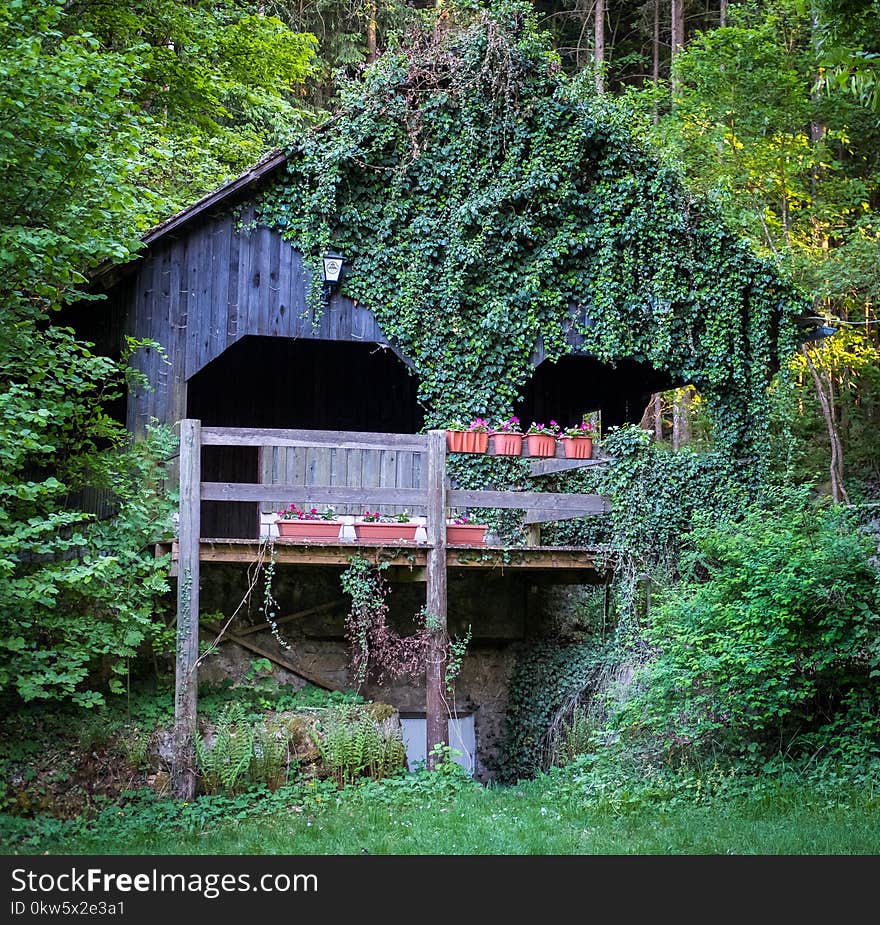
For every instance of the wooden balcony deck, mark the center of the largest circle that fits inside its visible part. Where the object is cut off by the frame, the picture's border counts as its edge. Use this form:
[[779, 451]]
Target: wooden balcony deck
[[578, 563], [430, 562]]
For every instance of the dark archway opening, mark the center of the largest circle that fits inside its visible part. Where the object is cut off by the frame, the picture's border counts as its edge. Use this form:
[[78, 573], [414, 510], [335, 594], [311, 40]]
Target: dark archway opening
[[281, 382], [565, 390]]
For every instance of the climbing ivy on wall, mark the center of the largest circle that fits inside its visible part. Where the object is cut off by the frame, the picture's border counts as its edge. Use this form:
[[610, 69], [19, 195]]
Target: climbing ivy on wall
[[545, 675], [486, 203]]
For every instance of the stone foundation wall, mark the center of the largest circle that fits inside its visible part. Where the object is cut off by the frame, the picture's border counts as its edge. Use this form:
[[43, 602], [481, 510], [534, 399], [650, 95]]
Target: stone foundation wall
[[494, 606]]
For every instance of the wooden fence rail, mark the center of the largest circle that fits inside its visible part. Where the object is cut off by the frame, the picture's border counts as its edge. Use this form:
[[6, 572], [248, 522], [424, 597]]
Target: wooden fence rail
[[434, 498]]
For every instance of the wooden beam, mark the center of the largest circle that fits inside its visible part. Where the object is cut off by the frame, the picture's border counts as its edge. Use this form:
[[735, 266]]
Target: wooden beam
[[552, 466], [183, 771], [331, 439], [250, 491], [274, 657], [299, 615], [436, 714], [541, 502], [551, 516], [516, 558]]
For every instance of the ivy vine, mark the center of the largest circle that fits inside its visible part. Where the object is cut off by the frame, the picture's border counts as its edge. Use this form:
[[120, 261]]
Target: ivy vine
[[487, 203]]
═══
Rewrite everything in the records from the line containing "For every instance of the stone" down to the line containing "Target: stone foundation wall", swapping "largest circle" for "biggest circle" and leaving all else unchanged.

WRITTEN ANSWER:
For every instance of the stone foundation wall, mark the center of the biggest circle that fits inside its visible part. Where the object is cut off by the frame, the picture's border counts as its edge. Use this form:
[[43, 602], [481, 510], [534, 399], [650, 95]]
Target: stone foundation wall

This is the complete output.